DATA EXCERPTS:
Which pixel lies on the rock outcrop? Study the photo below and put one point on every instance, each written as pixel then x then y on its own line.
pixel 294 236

--

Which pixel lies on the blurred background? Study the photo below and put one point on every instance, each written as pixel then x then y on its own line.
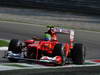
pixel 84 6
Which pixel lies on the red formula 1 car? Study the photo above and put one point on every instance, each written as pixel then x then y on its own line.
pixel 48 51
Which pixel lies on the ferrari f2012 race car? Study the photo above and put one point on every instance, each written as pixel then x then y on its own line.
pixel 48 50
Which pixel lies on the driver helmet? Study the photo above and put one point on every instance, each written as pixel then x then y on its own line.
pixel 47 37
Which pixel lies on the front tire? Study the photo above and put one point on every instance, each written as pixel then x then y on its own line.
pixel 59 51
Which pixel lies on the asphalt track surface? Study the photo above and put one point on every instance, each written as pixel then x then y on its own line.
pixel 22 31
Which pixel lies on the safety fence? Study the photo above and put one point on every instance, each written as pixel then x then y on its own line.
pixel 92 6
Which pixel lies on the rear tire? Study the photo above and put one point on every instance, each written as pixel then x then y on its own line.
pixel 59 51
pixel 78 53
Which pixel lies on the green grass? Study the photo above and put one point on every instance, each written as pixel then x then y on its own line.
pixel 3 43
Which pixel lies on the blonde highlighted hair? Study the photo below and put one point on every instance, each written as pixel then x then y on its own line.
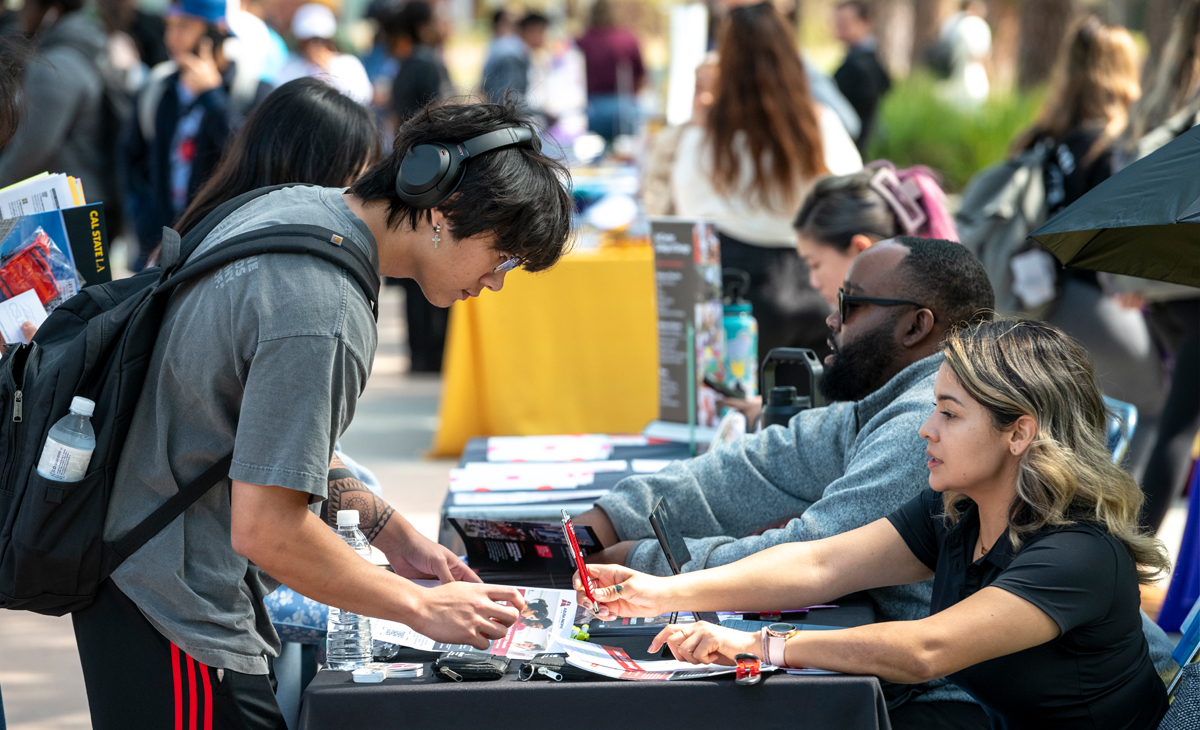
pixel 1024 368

* * *

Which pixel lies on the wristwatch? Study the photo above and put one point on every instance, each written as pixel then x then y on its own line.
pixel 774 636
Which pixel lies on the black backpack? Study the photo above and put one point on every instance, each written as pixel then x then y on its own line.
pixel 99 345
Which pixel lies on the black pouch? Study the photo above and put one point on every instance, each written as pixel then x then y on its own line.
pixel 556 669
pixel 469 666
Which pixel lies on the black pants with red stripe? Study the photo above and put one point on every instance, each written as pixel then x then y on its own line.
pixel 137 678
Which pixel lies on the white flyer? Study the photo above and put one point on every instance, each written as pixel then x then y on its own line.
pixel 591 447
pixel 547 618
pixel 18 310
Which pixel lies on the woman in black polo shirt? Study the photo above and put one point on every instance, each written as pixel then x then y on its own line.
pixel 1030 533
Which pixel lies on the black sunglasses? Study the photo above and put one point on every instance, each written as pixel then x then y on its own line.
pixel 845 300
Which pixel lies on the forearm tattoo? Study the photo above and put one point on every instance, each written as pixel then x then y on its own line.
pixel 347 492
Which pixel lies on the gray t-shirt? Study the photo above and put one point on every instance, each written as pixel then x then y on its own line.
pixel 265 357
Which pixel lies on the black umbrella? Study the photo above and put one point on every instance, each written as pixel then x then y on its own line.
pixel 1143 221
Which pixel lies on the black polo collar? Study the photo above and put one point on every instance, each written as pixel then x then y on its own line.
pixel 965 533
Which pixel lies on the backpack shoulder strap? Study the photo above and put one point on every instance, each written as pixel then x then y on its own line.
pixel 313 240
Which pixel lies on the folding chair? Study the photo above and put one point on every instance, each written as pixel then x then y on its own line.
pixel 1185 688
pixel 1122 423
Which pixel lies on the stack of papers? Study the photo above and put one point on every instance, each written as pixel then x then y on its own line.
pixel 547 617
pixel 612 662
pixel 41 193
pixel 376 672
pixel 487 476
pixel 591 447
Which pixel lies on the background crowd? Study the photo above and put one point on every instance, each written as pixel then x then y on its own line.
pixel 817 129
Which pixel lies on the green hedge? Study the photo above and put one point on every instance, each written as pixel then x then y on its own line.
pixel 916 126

WHAT IS EXPECTED: Reproduce the records from the line with "Which pixel lies on the black backpack?" to the line with "pixel 137 678", swapping "black" for "dark" and keeping everything else the same.

WRITTEN ANSWER:
Which pixel lies on the dark backpack? Study the photo above and put one point on every instance, each written as pixel then x then y on its own line.
pixel 99 345
Which pixel lies on the dark pouch? Study the photo above and put one point on every instance, each written as pixel then x then y on its own line.
pixel 556 669
pixel 469 666
Which pixel lies on the dark pants with red stripe? Study the photo above and put one point on every instance, each written as pixel then x then y on its own line.
pixel 137 678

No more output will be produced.